- _EXERCISE PROMPT_:
Can you copy out every line of the material below verbatim, from the first line to the last, changing nothing?

- _GIVEN RECORDS_:

○ ○ ○ ○ ○ ○ ○

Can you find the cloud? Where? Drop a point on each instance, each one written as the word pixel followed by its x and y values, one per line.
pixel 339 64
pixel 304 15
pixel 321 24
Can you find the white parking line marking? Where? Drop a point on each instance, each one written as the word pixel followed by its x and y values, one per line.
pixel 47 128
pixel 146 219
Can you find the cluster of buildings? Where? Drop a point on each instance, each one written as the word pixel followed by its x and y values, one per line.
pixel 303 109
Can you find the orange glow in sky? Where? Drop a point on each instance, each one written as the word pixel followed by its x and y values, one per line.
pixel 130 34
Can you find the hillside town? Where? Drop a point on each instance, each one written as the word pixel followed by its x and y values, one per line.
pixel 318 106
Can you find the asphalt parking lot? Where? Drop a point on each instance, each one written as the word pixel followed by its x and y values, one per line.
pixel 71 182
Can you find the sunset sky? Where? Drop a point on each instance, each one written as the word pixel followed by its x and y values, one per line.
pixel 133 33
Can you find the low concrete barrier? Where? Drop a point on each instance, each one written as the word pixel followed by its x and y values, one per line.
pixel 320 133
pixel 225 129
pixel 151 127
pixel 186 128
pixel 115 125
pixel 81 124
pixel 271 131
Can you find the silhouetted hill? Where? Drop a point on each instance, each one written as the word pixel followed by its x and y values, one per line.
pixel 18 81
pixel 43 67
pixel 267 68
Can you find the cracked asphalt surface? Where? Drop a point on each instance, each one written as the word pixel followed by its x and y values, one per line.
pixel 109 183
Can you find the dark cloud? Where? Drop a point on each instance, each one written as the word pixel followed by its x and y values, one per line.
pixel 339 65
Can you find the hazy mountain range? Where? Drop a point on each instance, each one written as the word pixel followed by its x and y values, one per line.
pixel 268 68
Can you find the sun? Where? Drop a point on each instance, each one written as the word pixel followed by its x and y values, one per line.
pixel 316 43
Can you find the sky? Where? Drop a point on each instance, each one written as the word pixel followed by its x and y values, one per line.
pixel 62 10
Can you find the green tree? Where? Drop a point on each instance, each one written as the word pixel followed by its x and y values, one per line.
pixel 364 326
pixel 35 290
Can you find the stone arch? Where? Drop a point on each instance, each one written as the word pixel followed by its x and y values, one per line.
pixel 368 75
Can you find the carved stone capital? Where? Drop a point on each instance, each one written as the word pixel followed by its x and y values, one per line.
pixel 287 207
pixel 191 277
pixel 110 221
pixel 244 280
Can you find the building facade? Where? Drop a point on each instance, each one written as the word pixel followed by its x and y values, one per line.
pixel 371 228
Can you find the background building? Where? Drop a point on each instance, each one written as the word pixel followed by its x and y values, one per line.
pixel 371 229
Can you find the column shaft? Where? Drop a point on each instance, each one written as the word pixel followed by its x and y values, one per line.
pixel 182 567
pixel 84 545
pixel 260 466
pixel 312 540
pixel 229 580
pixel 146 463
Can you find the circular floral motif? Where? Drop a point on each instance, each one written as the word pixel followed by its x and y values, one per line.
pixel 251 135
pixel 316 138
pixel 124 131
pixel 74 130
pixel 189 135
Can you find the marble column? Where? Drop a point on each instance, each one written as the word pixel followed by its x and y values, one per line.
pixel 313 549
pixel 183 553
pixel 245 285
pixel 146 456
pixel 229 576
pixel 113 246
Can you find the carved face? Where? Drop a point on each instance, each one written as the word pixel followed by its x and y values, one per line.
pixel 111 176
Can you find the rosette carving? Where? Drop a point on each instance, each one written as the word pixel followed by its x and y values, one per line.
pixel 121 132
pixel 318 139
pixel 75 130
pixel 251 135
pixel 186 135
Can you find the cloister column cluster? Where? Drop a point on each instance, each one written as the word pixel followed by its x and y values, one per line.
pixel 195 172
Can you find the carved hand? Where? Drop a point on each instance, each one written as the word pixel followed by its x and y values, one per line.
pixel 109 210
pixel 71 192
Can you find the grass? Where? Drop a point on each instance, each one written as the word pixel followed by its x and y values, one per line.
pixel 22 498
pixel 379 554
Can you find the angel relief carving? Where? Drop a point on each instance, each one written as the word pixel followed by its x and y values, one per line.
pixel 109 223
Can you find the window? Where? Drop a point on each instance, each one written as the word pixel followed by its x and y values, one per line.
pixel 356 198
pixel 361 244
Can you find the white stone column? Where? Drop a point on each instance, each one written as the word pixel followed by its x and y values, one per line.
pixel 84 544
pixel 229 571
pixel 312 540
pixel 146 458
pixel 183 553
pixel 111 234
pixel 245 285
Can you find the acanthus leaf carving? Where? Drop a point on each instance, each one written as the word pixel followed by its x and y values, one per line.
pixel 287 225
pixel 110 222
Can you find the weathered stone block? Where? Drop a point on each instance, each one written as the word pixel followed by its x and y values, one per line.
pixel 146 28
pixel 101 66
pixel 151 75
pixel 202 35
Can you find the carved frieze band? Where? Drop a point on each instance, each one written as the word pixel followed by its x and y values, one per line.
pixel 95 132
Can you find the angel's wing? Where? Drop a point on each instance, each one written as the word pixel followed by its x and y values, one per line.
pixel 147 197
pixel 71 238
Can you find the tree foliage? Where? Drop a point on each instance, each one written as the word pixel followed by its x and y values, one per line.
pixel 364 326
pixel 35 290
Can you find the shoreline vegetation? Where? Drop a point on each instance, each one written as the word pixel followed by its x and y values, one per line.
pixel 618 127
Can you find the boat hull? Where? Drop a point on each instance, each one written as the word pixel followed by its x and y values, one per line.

○ ○ ○ ○ ○ ○ ○

- _RESULT FOR THIS EXERCISE_:
Can you find the cloud? Where? Drop a point on each instance, each one written as the word pixel followed by its x and y values, one per line.
pixel 339 64
pixel 304 15
pixel 321 24
Can you find the white parking line marking? Where? Drop a point on each instance, each one written as the word pixel followed by its x and y values, one per line.
pixel 47 128
pixel 146 219
Can you find the cluster of buildings? Where? Drop a point on each instance, each one written as the word pixel followed by its x and y values, one per line.
pixel 303 109
Can you find the orange glow in sky? Where? Drop a point on each instance, each one written as the word pixel followed by its x and y values, one per line.
pixel 130 34
Can you find the hillside town? Where? Drop a point on each instance, each one written as the word pixel followed by its x and y values, one per line.
pixel 318 106
Can you find the asphalt parking lot? Where? Drop a point on each instance, each one written as the word pixel followed by its x and y values, one per line.
pixel 71 182
Can you find the sunset sky? Where? Drop a point on each instance, each one written as the word pixel followed by its x and y values, one per line.
pixel 133 33
Can you find the low concrete barrier? Where? Drop a point on each instance, each one written as the word pixel followed by its x and y values, one per line.
pixel 320 133
pixel 225 129
pixel 151 127
pixel 186 128
pixel 115 125
pixel 81 124
pixel 271 131
Can you find the silhouetted hill? Where? Drop a point on each instance, each one written as the word pixel followed by its x and y values, one per line.
pixel 18 81
pixel 43 67
pixel 267 68
Can you find the cracked asphalt surface? Where? Drop a point on each instance, each one written as the word pixel followed by its x and y values, one per line.
pixel 109 183
Can you find the dark cloud? Where? Drop a point on each instance, each one written as the word pixel followed by its x and y values, one per line.
pixel 339 65
Can you find the hazy mountain range? Where? Drop a point on each instance, each one written as the word pixel followed by its x and y values, one per line.
pixel 268 68
Can you find the sun? Where? Drop a point on each instance, each one written as the word pixel followed by its x and y values, one per line.
pixel 316 43
Can you find the sky? Where? Drop a point on each instance, each one written as the word pixel followed by its x and y values, one per line.
pixel 62 10
Can you find the green tree? Where? Drop a point on each instance, each one written as the word pixel followed by its x and y values, one per line.
pixel 364 326
pixel 35 290
Can you find the stone arch? Where? Drop a point on each instance, each one written as the word pixel followed by its x and y values, one per line.
pixel 368 75
Can you find the carved stone capital? Where? Drop a point on each instance, each one written as the word pixel followed by its x and y values, one per line.
pixel 287 207
pixel 191 277
pixel 110 221
pixel 244 280
Can you find the building facade? Where? Drop a point on each instance, each one written as the word pixel followed by its x and y values, one per line.
pixel 371 228
Can you find the background building? Where? Drop a point on each instance, each one written as the word pixel followed by its x and y values, one per line.
pixel 371 229
Can you find the column shaft? Where? Drop a point on each instance, each one written as the word pixel followed by its x and y values, one per line.
pixel 182 567
pixel 84 545
pixel 260 466
pixel 312 540
pixel 229 580
pixel 146 463
Can you find the circular floral motif? Where? Drop a point on each instance, each one written as the word pixel followed by its x and y values, one per line.
pixel 251 135
pixel 316 138
pixel 124 131
pixel 74 130
pixel 189 135
Can you find the marble column? Where? Drop a point on each instance, each one written as the word pixel followed by its x and y values, one per line.
pixel 313 549
pixel 183 553
pixel 245 285
pixel 146 456
pixel 229 576
pixel 113 246
Can you find the carved face? Where? Drop a point on each instance, each one written as the word pixel followed by its x and y values, one per line.
pixel 111 176
Can you find the rosette carving? Where? Drop a point on each instance, each one written as the word pixel followed by its x and y values, one per line.
pixel 121 132
pixel 318 139
pixel 75 130
pixel 251 135
pixel 186 135
Can you find the cloister column cluster? Where? Drop a point on each instance, each one written as the word pixel followed by its x and y values, one per line.
pixel 195 172
Can you find the carved hand? Where? Drop a point on each instance, each one written as the word pixel followed by its x and y values, one per line.
pixel 109 210
pixel 71 192
Can you find the grass? Where? Drop a point on each instance, each one written as the word pixel followed by its x and y values, one per line.
pixel 22 498
pixel 379 554
Can you find the angel relief carving? Where? Drop a point on each instance, each one written as the word pixel followed by its x and y values, one per line.
pixel 109 223
Can you find the window? Where? Drop a point on each instance, each one written as the word pixel followed by its x and y values, one per line.
pixel 356 198
pixel 361 244
Can you find the white stone column? Where? Drop a point on each instance, each one written as the word pixel followed by its x and y values, one per line.
pixel 84 544
pixel 229 571
pixel 312 540
pixel 146 458
pixel 183 553
pixel 111 234
pixel 245 285
Can you find the acanthus leaf carving? Where? Drop a point on each instance, each one written as the word pixel followed by its x and y values, one per line.
pixel 287 225
pixel 110 222
Can you find the weathered stone block? Where? Drop a point on each instance, each one written as the word pixel followed by its x and y values, one per line.
pixel 146 28
pixel 101 66
pixel 151 75
pixel 202 35
Can you find the carved frieze band? Where? Drop a point on each instance, each one written as the word pixel followed by its x and y values, one per line.
pixel 95 132
Can you find the angel's wing? Where? Drop a point on each instance, each one written as the word pixel followed by its x and y values, one per line.
pixel 147 197
pixel 71 238
Can you find the tree foliage? Where? Drop a point on each instance, each one written as the word pixel followed by its x and y values, one per line.
pixel 364 326
pixel 35 290
Can you find the shoreline vegetation? Where? Drop a point on each instance, each one written as the word pixel followed by its x and y values, one per line.
pixel 618 127
Can you find the boat hull? Where? Drop a point on each instance, each one written as the word pixel followed by its x and y values, one per line.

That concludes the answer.